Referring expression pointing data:
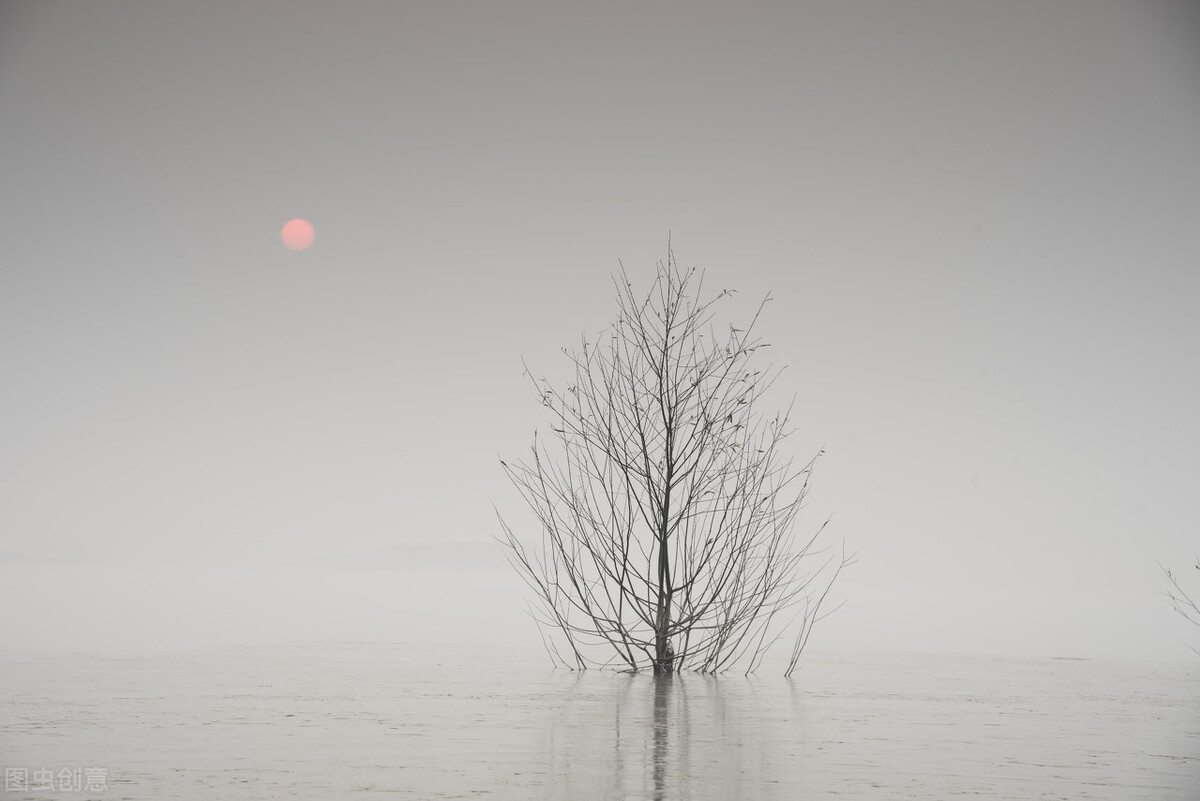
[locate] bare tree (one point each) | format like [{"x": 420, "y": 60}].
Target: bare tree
[
  {"x": 666, "y": 515},
  {"x": 1181, "y": 601}
]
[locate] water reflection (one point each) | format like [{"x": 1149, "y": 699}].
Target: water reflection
[{"x": 677, "y": 738}]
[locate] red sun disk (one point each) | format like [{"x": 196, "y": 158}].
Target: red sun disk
[{"x": 297, "y": 234}]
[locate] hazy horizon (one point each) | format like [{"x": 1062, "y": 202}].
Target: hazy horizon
[{"x": 978, "y": 222}]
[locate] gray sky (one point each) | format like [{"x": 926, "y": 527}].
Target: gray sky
[{"x": 981, "y": 222}]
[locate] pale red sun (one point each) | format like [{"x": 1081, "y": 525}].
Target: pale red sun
[{"x": 298, "y": 234}]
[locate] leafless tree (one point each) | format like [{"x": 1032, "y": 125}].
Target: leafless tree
[
  {"x": 666, "y": 500},
  {"x": 1181, "y": 601}
]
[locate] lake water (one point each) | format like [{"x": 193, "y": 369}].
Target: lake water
[{"x": 348, "y": 721}]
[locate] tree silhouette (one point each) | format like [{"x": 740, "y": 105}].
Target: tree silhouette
[
  {"x": 1181, "y": 601},
  {"x": 665, "y": 498}
]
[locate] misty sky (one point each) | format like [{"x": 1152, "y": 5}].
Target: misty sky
[{"x": 979, "y": 221}]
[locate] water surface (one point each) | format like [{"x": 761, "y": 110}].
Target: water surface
[{"x": 450, "y": 722}]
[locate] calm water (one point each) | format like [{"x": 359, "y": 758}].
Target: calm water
[{"x": 340, "y": 721}]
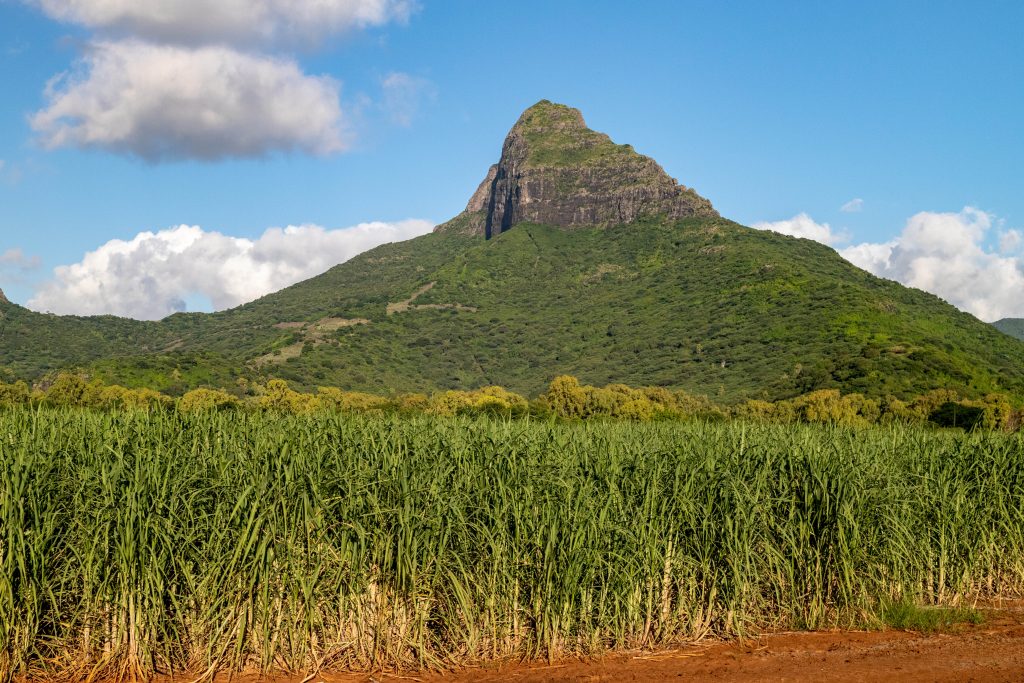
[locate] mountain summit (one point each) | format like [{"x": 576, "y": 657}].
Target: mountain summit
[
  {"x": 611, "y": 272},
  {"x": 556, "y": 171}
]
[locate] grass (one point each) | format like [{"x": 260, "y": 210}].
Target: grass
[
  {"x": 905, "y": 615},
  {"x": 706, "y": 306},
  {"x": 133, "y": 543}
]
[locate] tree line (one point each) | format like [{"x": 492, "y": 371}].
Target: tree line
[{"x": 565, "y": 397}]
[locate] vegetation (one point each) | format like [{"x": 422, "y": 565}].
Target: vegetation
[
  {"x": 565, "y": 397},
  {"x": 906, "y": 615},
  {"x": 141, "y": 541},
  {"x": 1011, "y": 326},
  {"x": 705, "y": 306}
]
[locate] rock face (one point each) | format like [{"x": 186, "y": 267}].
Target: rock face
[{"x": 554, "y": 170}]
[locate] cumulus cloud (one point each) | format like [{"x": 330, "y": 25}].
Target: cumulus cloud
[
  {"x": 153, "y": 274},
  {"x": 853, "y": 206},
  {"x": 403, "y": 95},
  {"x": 161, "y": 102},
  {"x": 803, "y": 225},
  {"x": 16, "y": 259},
  {"x": 1011, "y": 241},
  {"x": 947, "y": 255},
  {"x": 227, "y": 22}
]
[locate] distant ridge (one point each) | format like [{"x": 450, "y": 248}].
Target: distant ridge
[
  {"x": 1011, "y": 326},
  {"x": 576, "y": 256}
]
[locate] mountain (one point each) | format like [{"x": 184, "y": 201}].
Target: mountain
[
  {"x": 1011, "y": 326},
  {"x": 578, "y": 256}
]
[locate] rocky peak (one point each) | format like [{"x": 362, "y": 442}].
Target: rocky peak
[{"x": 555, "y": 170}]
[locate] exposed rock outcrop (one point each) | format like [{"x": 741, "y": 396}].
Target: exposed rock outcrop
[{"x": 554, "y": 170}]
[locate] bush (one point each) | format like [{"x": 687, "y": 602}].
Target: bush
[{"x": 207, "y": 399}]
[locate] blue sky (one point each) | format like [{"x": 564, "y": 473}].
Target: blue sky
[{"x": 770, "y": 110}]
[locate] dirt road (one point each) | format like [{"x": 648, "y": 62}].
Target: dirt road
[{"x": 985, "y": 653}]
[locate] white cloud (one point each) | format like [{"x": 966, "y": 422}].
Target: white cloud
[
  {"x": 153, "y": 274},
  {"x": 853, "y": 206},
  {"x": 227, "y": 22},
  {"x": 803, "y": 225},
  {"x": 17, "y": 259},
  {"x": 946, "y": 254},
  {"x": 166, "y": 102},
  {"x": 1011, "y": 242},
  {"x": 403, "y": 94}
]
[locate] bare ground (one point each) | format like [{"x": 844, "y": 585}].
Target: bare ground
[{"x": 989, "y": 652}]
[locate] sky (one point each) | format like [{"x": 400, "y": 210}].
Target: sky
[{"x": 192, "y": 155}]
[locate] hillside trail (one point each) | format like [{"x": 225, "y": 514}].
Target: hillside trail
[{"x": 989, "y": 652}]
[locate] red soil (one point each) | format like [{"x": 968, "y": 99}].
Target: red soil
[
  {"x": 988, "y": 652},
  {"x": 984, "y": 653}
]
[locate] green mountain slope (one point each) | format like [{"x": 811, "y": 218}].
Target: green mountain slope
[
  {"x": 653, "y": 288},
  {"x": 1011, "y": 326}
]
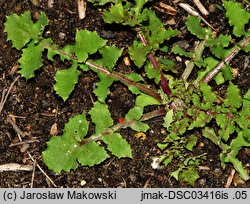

About this exercise: Write the entries above out again exactly, but not the pictures.

Finished exercise:
[locate] bare tree (one point each) | format like [{"x": 420, "y": 60}].
Target: bare tree
[
  {"x": 666, "y": 515},
  {"x": 1181, "y": 601}
]
[locate] water reflection (one point each) | format like [{"x": 1149, "y": 699}].
Target: water reflection
[{"x": 677, "y": 738}]
[locate] red sun disk (one point each) | format like [{"x": 196, "y": 158}].
Target: red sun disk
[{"x": 297, "y": 234}]
[locate] hazy horizon (one point each) | format like [{"x": 1062, "y": 202}].
Target: hazy horizon
[{"x": 978, "y": 222}]
[locate] gray sky (one point each) | format like [{"x": 926, "y": 527}].
Target: gray sky
[{"x": 981, "y": 222}]
[locate] pale red sun (one point each) | format like [{"x": 1081, "y": 525}].
Target: pale red sun
[{"x": 298, "y": 234}]
[locate] leafless tree (one point each) | format like [{"x": 1032, "y": 125}].
Target: leafless tree
[
  {"x": 666, "y": 500},
  {"x": 1181, "y": 601}
]
[locate] lake water (one point each) | format like [{"x": 193, "y": 369}].
Target: lake water
[{"x": 348, "y": 721}]
[locate] tree silhouette (one point each) | format like [{"x": 740, "y": 105}].
Target: tree silhouette
[
  {"x": 1181, "y": 601},
  {"x": 665, "y": 498}
]
[locate] misty sky (one point each) | format like [{"x": 1152, "y": 5}].
Target: misty sky
[{"x": 979, "y": 221}]
[locate] water surface (one point each) | format like [{"x": 761, "y": 110}].
Target: water surface
[{"x": 450, "y": 722}]
[locate] calm water (one point each) | format like [{"x": 359, "y": 758}].
Target: calm water
[{"x": 340, "y": 721}]
[locate] mountain summit (one point each) | format like [{"x": 576, "y": 657}].
Target: mountain summit
[
  {"x": 611, "y": 272},
  {"x": 556, "y": 171}
]
[locate] grass (one point each) | format like [{"x": 260, "y": 210}].
Target: grass
[
  {"x": 905, "y": 615},
  {"x": 706, "y": 306},
  {"x": 133, "y": 543}
]
[locate] tree line (one point each) | format like [{"x": 492, "y": 371}].
Target: tree line
[{"x": 565, "y": 397}]
[locate] vegetation (one point each) | format like [{"x": 422, "y": 565}].
Target: vegetation
[
  {"x": 565, "y": 397},
  {"x": 906, "y": 615},
  {"x": 141, "y": 541},
  {"x": 1011, "y": 326},
  {"x": 705, "y": 306}
]
[locate] rock face (one point each) | format like [{"x": 186, "y": 267}].
Target: rock face
[{"x": 554, "y": 170}]
[locate] cumulus cloud (one point each) | format like [{"x": 330, "y": 25}].
Target: cumulus cloud
[
  {"x": 153, "y": 274},
  {"x": 853, "y": 206},
  {"x": 403, "y": 95},
  {"x": 161, "y": 102},
  {"x": 803, "y": 225},
  {"x": 16, "y": 259},
  {"x": 1011, "y": 241},
  {"x": 947, "y": 255},
  {"x": 227, "y": 22}
]
[locate] distant ridge (one point each) | format like [{"x": 450, "y": 248}].
Target: distant ridge
[
  {"x": 1011, "y": 326},
  {"x": 576, "y": 256}
]
[locate] mountain (one point each) | format like [{"x": 184, "y": 201}].
Target: mountain
[
  {"x": 1011, "y": 326},
  {"x": 578, "y": 256}
]
[locate] rocky peak (one point each) | format like [{"x": 362, "y": 442}].
Target: rocky peak
[{"x": 555, "y": 170}]
[locate] exposed rock outcrop (one point each) | format like [{"x": 741, "y": 396}].
Target: exposed rock outcrop
[{"x": 554, "y": 170}]
[locate] bush (one point each) | format like [{"x": 687, "y": 602}].
Target: bush
[{"x": 207, "y": 399}]
[locate] blue sky (one point each) | format like [{"x": 564, "y": 473}].
Target: blue sky
[{"x": 770, "y": 110}]
[locate] dirt road (one point each) | format like [{"x": 648, "y": 62}].
Target: dirt road
[{"x": 985, "y": 653}]
[locate] white cloud (one point each) | format like [{"x": 966, "y": 422}].
Target: white cloud
[
  {"x": 153, "y": 274},
  {"x": 853, "y": 206},
  {"x": 227, "y": 22},
  {"x": 803, "y": 225},
  {"x": 17, "y": 259},
  {"x": 946, "y": 254},
  {"x": 166, "y": 102},
  {"x": 1011, "y": 242},
  {"x": 403, "y": 94}
]
[locate] bare ground (one point each) | format like [{"x": 844, "y": 585}].
Target: bare ground
[{"x": 989, "y": 652}]
[locate] sky (one point each) | format like [{"x": 400, "y": 210}].
Target: sky
[{"x": 192, "y": 155}]
[locate] hillside trail (one point each) | format like [{"x": 225, "y": 514}].
Target: hillside trail
[{"x": 989, "y": 652}]
[locate] red soil (one point each) | format like [{"x": 968, "y": 99}].
Target: red soil
[
  {"x": 988, "y": 652},
  {"x": 984, "y": 653}
]
[locate] green mountain slope (one point each) | format like [{"x": 811, "y": 218}].
Target: green mountain slope
[
  {"x": 653, "y": 288},
  {"x": 1011, "y": 326}
]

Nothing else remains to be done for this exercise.